*Written instruction*: Copy each of the following lines verbatim, keeping every character unchanged.
————
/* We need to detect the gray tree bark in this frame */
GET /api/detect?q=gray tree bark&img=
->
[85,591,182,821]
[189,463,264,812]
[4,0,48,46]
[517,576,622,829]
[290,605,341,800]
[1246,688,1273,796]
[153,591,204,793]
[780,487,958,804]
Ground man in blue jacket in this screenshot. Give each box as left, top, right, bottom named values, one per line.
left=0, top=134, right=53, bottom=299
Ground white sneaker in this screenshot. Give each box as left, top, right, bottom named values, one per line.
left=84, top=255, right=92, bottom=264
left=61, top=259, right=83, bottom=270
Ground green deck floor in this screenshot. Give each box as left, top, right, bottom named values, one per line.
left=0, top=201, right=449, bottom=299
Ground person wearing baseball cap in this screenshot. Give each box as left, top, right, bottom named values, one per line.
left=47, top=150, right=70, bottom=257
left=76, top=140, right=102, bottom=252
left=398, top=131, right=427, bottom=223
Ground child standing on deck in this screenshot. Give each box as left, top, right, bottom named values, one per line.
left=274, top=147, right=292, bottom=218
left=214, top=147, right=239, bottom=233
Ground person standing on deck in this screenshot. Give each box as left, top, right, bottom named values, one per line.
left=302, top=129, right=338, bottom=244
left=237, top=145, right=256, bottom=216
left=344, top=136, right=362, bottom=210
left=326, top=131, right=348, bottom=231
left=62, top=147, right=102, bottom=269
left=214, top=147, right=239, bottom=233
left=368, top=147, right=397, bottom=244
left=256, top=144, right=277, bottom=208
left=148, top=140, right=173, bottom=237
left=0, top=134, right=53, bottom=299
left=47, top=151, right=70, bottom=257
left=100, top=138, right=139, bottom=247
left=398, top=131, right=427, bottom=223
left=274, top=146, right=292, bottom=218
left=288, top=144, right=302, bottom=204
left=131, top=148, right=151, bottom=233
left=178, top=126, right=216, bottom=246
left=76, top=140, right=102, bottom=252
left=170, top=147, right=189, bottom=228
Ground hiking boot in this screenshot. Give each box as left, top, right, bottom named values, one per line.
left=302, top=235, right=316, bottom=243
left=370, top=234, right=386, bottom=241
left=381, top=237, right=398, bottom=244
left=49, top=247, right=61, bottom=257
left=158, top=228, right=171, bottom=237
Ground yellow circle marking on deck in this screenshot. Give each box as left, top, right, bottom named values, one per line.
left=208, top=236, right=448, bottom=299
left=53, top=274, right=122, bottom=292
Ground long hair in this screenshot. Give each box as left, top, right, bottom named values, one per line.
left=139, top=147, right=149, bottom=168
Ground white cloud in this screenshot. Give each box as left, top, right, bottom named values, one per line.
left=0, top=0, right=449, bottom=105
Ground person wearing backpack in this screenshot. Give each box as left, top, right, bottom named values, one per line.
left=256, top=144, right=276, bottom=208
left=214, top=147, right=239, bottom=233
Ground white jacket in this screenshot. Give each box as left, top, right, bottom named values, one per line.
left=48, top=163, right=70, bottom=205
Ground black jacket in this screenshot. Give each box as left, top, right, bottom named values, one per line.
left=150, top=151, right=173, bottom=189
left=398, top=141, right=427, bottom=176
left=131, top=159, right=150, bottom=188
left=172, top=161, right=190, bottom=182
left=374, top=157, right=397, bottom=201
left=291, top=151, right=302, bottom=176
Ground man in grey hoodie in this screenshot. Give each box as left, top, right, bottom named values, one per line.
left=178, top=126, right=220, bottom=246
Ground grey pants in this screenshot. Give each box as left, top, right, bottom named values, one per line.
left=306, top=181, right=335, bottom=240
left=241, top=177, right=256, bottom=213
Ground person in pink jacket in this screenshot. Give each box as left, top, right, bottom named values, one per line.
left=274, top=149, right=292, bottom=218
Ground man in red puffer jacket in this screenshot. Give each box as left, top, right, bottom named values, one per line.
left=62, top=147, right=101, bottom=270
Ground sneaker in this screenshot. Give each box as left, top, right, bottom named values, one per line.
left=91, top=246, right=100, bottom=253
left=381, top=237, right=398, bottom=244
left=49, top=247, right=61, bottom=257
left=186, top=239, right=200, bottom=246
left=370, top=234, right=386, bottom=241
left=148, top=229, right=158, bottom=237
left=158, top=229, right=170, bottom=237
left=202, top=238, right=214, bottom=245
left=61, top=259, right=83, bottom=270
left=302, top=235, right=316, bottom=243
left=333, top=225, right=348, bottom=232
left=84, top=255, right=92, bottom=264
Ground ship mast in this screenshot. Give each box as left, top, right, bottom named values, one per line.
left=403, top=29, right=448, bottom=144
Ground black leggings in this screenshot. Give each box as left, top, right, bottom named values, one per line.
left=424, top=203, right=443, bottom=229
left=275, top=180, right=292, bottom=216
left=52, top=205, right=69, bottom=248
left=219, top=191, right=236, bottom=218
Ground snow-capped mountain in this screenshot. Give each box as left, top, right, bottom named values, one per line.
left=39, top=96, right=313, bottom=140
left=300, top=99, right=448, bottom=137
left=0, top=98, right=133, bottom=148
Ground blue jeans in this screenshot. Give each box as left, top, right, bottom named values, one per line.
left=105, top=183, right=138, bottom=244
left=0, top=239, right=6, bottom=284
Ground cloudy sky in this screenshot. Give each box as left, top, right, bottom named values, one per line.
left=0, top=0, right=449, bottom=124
————
*Completed exercise*:
/* We need to detect the gray tree bark in this frame */
GET /api/detect?q=gray tree bark&img=
->
[85,591,182,821]
[189,463,264,812]
[4,0,48,46]
[517,576,622,829]
[290,605,341,800]
[1246,688,1273,796]
[153,591,204,793]
[780,487,958,804]
Ground man in blue jacket in this screenshot. Give each box as left, top, right, bottom named values, one per line.
left=0, top=134, right=53, bottom=299
Ground white sneaker in this screenshot. Give each box as left, top, right, bottom named values, one per line.
left=84, top=255, right=92, bottom=264
left=61, top=259, right=83, bottom=270
Ground green deck floor in this screenshot. Give each box as left, top, right, bottom named values, one per line.
left=0, top=201, right=449, bottom=299
Ground person wearing baseball cap in this screenshot. Give each box as left, top, right, bottom named values, one per line.
left=47, top=150, right=70, bottom=257
left=76, top=140, right=102, bottom=252
left=398, top=131, right=427, bottom=223
Ground child standing on deck in this screenshot. Give each box as left, top, right, bottom named values, one per line.
left=274, top=147, right=292, bottom=218
left=214, top=147, right=239, bottom=233
Ground person standing on deck in this screenshot. Give each box as left, top, right, bottom named values, one per line.
left=302, top=129, right=338, bottom=244
left=237, top=145, right=256, bottom=216
left=344, top=136, right=362, bottom=210
left=326, top=131, right=348, bottom=231
left=62, top=147, right=102, bottom=269
left=214, top=147, right=239, bottom=233
left=368, top=147, right=397, bottom=244
left=256, top=144, right=277, bottom=208
left=148, top=140, right=173, bottom=237
left=0, top=134, right=53, bottom=299
left=47, top=151, right=70, bottom=257
left=100, top=138, right=139, bottom=247
left=398, top=131, right=427, bottom=223
left=274, top=146, right=292, bottom=218
left=288, top=144, right=302, bottom=204
left=131, top=148, right=151, bottom=233
left=178, top=126, right=216, bottom=246
left=76, top=140, right=102, bottom=252
left=170, top=147, right=189, bottom=228
Ground hiking boot in this screenshot. Give each box as left, top, right, bottom named values, one per line.
left=302, top=235, right=316, bottom=243
left=370, top=234, right=386, bottom=241
left=381, top=237, right=398, bottom=244
left=49, top=247, right=61, bottom=257
left=158, top=228, right=171, bottom=237
Ground yellow circle marking on deck in this screenshot. Give each box as left, top, right, bottom named values, one per line.
left=208, top=236, right=448, bottom=299
left=53, top=274, right=122, bottom=292
Ground long hair in this screenshot. Give each box as left, top, right, bottom named values, one per line.
left=139, top=147, right=149, bottom=168
Ground white cloud in this screenshot. Give each box as left, top, right, bottom named values, one per line.
left=0, top=0, right=449, bottom=105
Ground person wearing backpack in this screenshot. Give each box as left, top, right, bottom named values, one per line.
left=256, top=144, right=276, bottom=208
left=214, top=147, right=239, bottom=233
Ground white jacket in this screenshot. Give each box as left, top, right, bottom named values, one per line.
left=48, top=163, right=70, bottom=205
Ground black jacket in this screenshot. Give each box as left, top, right, bottom named values, one per line.
left=150, top=151, right=173, bottom=189
left=398, top=141, right=427, bottom=176
left=131, top=159, right=150, bottom=188
left=172, top=161, right=190, bottom=182
left=374, top=157, right=397, bottom=201
left=291, top=151, right=302, bottom=176
Ground man in grey hoodie in this screenshot. Give each box as left, top, right, bottom named values, one per line.
left=178, top=126, right=220, bottom=246
Ground grey pants in this screenshot. Give each box as left, top, right, bottom named values, one per line.
left=306, top=181, right=335, bottom=240
left=241, top=177, right=256, bottom=213
Ground person in pink jacket in this screenshot. Give each box as left, top, right, bottom named values, one per line.
left=274, top=149, right=292, bottom=218
Ground man in red puffer jacket in this screenshot. Give each box as left, top, right, bottom named values, one per line.
left=62, top=147, right=101, bottom=270
Ground sneaker in this screenshot. Give each box as left, top, right, bottom named values, one per line.
left=91, top=246, right=100, bottom=253
left=381, top=237, right=398, bottom=244
left=49, top=247, right=61, bottom=257
left=186, top=239, right=200, bottom=246
left=370, top=234, right=386, bottom=241
left=148, top=229, right=158, bottom=237
left=158, top=229, right=170, bottom=237
left=202, top=238, right=214, bottom=245
left=61, top=259, right=83, bottom=270
left=302, top=235, right=316, bottom=243
left=333, top=225, right=348, bottom=232
left=84, top=255, right=92, bottom=264
Ground ship mast in this screenshot. Give each box as left, top, right, bottom named values, one per line.
left=403, top=29, right=448, bottom=144
Ground black leggings in this screenshot. Give each box as left, top, right, bottom named values, one per line.
left=424, top=203, right=443, bottom=229
left=275, top=180, right=292, bottom=216
left=52, top=205, right=69, bottom=248
left=219, top=191, right=236, bottom=218
Ground snow-capped mountain in this screenshot. Give each box as left, top, right, bottom named values, one per line.
left=39, top=96, right=313, bottom=140
left=300, top=99, right=448, bottom=137
left=0, top=98, right=133, bottom=148
Ground blue jeans in this screenshot. Give each box as left, top, right, bottom named values, one per line.
left=105, top=183, right=138, bottom=244
left=0, top=239, right=6, bottom=284
Ground cloudy sky in this screenshot. Give each box as left, top, right, bottom named values, one per line.
left=0, top=0, right=449, bottom=124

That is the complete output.